Что сделать:
1. Выпишите из отрывка все имена собственные по одному разу в той форме, в какой они стоят в тексте.
2. Перепишите слово в слово фрагмент отрывка от слов "Все внимание руководящего" до слов "за это попадало." включительно.

Исходный текст:
****************
Все внимание руководящего состава было сосредоточено на них. Мы сталкивались с администрацией очень часто, запрещали нам сообщаться с Совпартшколой и Рабфаком. Боясь, что сагитируют в комсомол. В день «знаменитой свадьбы»  Озенбашлы Одабаш мне не разрешил поехать в Тотайкой, боясь, что ляпну что-либо и обижу Озенбашлы. Я любила в глаза резать, невзирая на лица. Мне часто за это попадало.
****************
Фрагмент файла данных:
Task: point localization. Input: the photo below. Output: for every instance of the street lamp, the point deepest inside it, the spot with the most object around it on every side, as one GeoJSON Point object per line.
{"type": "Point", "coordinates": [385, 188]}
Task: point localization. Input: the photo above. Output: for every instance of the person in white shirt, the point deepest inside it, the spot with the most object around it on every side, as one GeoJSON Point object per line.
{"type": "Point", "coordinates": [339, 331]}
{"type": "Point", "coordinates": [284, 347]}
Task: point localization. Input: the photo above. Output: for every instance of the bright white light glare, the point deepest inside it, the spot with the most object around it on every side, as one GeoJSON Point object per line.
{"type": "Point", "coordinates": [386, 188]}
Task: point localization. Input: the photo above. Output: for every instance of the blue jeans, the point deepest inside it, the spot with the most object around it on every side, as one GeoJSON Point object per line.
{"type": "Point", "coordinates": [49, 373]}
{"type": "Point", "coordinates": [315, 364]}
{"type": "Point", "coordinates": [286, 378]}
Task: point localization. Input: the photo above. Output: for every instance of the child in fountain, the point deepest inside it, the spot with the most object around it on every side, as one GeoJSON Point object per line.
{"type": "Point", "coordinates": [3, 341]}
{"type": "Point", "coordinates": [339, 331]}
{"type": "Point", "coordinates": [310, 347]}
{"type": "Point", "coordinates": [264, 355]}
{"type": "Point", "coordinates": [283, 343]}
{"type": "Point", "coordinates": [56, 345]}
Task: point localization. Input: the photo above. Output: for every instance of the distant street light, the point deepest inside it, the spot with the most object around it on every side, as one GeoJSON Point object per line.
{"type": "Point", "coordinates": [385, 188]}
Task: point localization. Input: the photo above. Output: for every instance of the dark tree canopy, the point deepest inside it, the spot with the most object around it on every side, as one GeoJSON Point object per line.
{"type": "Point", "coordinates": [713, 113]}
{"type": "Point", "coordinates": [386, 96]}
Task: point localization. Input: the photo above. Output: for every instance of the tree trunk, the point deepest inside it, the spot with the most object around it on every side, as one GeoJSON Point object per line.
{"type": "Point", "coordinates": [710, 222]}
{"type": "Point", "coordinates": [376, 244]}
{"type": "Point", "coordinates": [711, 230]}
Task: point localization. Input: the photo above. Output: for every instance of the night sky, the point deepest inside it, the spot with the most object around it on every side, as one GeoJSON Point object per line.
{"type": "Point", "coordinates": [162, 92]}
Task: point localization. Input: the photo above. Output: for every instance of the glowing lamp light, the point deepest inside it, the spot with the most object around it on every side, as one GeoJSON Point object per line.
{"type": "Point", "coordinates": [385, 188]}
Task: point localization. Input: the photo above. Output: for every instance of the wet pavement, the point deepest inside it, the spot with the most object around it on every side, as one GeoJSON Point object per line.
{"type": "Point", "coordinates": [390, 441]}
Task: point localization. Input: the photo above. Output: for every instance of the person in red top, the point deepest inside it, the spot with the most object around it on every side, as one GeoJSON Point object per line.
****************
Ответы по заданиям:
1. Совпартшколой, Рабфаком, Озенбашлы, Одабаш, Тотайкой

2.
Все внимание руководящего состава было сосредоточено на них. Мы сталкивались с администрацией очень часто, запрещали нам сообщаться с Совпартшколой и Рабфаком. Боясь, что сагитируют в комсомол. В день «знаменитой свадьбы»  Озенбашлы Одабаш мне не разрешил поехать в Тотайкой, боясь, что ляпну что-либо и обижу Озенбашлы. Я любила в глаза резать, невзирая на лица. Мне часто за это попадало.